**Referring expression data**
BEGIN

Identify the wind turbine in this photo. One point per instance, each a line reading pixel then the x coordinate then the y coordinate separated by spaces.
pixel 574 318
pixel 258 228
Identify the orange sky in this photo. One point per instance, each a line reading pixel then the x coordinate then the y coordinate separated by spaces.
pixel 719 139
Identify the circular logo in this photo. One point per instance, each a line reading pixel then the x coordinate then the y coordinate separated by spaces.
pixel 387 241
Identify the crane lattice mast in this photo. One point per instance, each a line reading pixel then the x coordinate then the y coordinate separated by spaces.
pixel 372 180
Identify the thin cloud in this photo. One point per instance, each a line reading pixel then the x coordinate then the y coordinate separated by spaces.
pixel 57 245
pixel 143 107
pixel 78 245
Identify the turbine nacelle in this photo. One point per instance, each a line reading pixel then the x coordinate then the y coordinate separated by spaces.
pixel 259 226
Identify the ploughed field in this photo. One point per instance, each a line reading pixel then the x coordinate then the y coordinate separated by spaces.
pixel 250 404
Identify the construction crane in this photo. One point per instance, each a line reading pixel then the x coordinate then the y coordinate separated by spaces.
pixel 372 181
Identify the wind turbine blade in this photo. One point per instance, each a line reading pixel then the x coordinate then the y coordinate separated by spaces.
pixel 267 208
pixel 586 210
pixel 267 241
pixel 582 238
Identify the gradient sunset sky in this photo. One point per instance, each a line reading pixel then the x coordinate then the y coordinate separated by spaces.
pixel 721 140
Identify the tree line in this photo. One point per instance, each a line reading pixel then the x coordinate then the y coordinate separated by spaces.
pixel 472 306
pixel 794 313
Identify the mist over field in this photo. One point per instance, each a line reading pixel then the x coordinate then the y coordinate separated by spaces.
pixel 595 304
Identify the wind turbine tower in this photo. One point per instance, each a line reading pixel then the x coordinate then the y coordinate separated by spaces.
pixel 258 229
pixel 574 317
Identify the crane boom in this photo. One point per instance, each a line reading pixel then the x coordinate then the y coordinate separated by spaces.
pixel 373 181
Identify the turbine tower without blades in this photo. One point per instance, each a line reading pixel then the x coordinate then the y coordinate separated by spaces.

END

**Prompt**
Copy exactly the lines from the one containing "Identify the gradient" through the last line of the records, both included, and nothing else.

**Completed exercise**
Identify the gradient sunset sky in this photo. One point per instance, each a line reading pixel then the x coordinate then the y coordinate separated by spaces.
pixel 721 140
Identify the tree line in this photo. One point per instance, each a line reading pixel then the x coordinate then the y coordinate separated by spaces.
pixel 472 306
pixel 794 313
Identify the mist over field in this photo. One point per instance, each a line reading pixel then the x coordinate then the y coordinate separated by spaces.
pixel 595 304
Identify the wind turbine tower in this photo. One point per instance, each a line reading pixel then the x coordinate then the y coordinate separated by spaces.
pixel 258 229
pixel 574 317
Identify the crane boom in this photo. One point per instance, each a line reading pixel then the x coordinate then the y coordinate separated by spaces.
pixel 373 181
Identify the turbine tower without blades in this photo. One point per instance, each a line reading pixel then the x coordinate then the y coordinate separated by spaces.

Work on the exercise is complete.